Passage given
============

Sweetland

By  Michael Crummey

(Liveright, $24.95, 336 pages)

Who is this author?

Michael Crummey, an acclaimed Canadian writer who lives in St. John’s, Newfoundland, is both a poet and a novelist. His third novel, Galore, won the Commonwealth Prize for Canada and his earlier novels also won or were listed for several literary awards. Crummey often draws inspiration from the history and wild landscapes of Newfoundland and Labrador, where he also has lived, and his fictional towns evoke the harsh realities of life in  the Canadian Maritimes.

What is this book about?                

Sweetland is a tiny, nearly depopulated village on an island off Newfoundland. The mainland government has deemed it as being in inexorable decline, and offers its remaining citizens a very generous payment to abandon the place –providing everyone agrees to leave. But  at nearly 70 years old, lighthouse keeper Moses Sweetland, whose family founded the town, digs in his heels: Hell no, he won’t go. Neither will his niece’s son, who has autism (and whom the town has written off as its “village idiot.”) There are other quirky characters in Sweetland as well, and Moses tells us about them and town’s history. His eventual fate seems inevitable, but Crummey makes the very most of his story, reminding us what a powerful pull a place and the recollections it engenders can have on those who love it.

Why you’ll like it:

Crummey writes prose with a poet’s touch, and is a shrewd and sensitive creator of characters. This is a book in which plot is overshadowed by memories, personal oddities and the power of a strong-willed man to ride out his destiny as he sees fit. Not merely a historical novel, although there is plenty of history of this fictional but believable town, Sweetland nods to the Internet and TV dramas in the current era, but slams us with nostalgia and regret for the passing of a more innocent and challenging way of life.

============

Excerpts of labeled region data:
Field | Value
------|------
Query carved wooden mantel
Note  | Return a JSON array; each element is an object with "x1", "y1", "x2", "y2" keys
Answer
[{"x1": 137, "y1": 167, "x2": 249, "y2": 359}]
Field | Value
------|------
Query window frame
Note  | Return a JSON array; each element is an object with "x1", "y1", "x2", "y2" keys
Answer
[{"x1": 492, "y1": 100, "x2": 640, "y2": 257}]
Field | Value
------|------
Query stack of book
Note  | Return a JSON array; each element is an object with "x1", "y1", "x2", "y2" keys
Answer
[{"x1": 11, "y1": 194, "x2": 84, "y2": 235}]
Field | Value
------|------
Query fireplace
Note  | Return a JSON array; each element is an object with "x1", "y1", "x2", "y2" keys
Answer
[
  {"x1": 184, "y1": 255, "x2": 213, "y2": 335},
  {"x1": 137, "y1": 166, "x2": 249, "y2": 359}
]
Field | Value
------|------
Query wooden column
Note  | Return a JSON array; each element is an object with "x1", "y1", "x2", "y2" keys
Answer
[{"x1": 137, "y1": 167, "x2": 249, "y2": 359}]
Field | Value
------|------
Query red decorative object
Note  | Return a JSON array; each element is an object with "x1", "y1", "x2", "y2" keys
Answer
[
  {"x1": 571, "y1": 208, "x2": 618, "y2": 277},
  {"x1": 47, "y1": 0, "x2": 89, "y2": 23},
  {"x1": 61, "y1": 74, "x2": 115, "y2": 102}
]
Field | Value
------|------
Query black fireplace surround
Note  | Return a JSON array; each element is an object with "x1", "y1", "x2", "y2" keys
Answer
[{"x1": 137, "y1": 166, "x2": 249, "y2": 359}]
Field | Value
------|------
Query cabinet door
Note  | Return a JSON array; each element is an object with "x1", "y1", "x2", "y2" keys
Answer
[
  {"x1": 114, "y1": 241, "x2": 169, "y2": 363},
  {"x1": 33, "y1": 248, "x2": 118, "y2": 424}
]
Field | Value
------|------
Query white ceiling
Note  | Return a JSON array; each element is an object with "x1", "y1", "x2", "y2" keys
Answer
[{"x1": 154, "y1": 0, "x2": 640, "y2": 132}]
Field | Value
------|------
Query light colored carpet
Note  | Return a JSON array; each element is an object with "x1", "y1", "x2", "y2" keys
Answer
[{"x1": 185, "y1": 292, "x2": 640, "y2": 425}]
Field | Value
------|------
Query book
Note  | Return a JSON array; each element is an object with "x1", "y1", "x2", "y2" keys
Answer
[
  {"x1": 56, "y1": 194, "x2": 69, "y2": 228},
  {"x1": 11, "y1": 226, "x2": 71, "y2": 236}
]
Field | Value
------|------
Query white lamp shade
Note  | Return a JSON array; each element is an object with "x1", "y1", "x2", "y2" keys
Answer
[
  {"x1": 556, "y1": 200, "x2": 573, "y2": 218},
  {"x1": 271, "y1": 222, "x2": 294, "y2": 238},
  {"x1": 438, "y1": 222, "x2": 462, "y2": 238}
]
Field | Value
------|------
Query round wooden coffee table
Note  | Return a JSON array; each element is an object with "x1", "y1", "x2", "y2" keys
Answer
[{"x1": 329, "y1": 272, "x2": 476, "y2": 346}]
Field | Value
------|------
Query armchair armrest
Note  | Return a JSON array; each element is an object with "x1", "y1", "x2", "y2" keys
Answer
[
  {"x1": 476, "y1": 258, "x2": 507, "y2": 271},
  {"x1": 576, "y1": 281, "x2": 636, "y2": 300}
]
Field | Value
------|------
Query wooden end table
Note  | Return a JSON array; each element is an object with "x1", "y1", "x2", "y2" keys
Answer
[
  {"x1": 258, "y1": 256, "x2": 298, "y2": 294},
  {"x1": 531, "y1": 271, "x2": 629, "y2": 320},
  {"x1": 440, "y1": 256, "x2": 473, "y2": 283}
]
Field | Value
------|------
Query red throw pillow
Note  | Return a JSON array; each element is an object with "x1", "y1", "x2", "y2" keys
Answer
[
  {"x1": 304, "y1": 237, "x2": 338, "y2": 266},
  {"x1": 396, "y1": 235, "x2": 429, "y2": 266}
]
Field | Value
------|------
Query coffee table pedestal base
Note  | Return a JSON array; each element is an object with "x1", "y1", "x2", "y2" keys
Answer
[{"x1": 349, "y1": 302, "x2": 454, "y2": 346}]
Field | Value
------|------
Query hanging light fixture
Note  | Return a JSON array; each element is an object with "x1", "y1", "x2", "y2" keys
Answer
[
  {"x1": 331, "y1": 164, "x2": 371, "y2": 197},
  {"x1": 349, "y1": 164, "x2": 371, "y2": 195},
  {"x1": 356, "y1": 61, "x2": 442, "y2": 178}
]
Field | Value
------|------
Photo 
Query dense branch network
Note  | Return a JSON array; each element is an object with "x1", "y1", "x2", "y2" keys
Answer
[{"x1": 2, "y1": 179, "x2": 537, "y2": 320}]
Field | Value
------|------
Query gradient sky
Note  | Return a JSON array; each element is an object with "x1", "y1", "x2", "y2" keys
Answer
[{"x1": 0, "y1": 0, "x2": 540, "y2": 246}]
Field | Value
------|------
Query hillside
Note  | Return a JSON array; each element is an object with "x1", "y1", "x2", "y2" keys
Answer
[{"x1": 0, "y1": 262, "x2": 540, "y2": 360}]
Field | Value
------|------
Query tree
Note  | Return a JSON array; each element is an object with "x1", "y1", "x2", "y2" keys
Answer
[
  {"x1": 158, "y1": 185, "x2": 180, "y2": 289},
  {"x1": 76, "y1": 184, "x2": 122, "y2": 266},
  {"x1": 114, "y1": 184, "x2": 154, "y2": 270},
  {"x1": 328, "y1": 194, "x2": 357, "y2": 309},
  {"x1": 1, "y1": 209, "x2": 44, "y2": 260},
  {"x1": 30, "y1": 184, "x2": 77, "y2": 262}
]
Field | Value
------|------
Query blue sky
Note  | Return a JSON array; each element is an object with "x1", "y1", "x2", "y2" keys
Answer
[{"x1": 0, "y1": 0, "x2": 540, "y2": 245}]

============

Directions
[1] From the Sweetland review above, reproduce everything from "By  Michael Crummey" down to "in  the Canadian Maritimes.".
[2] Answer these questions using the Sweetland review above:
(a) In which city does Michael Crummey live?
(b) What prize did his novel Galore win?
(c) What is Moses Sweetland's occupation?

Written responses
[1]
By  Michael Crummey

(Liveright, $24.95, 336 pages)

Who is this author?

Michael Crummey, an acclaimed Canadian writer who lives in St. John’s, Newfoundland, is both a poet and a novelist. His third novel, Galore, won the Commonwealth Prize for Canada and his earlier novels also won or were listed for several literary awards. Crummey often draws inspiration from the history and wild landscapes of Newfoundland and Labrador, where he also has lived, and his fictional towns evoke the harsh realities of life in  the Canadian Maritimes.

[2]
(a) St. John's, Newfoundland
(b) The Commonwealth Prize for Canada
(c) Lighthouse keeper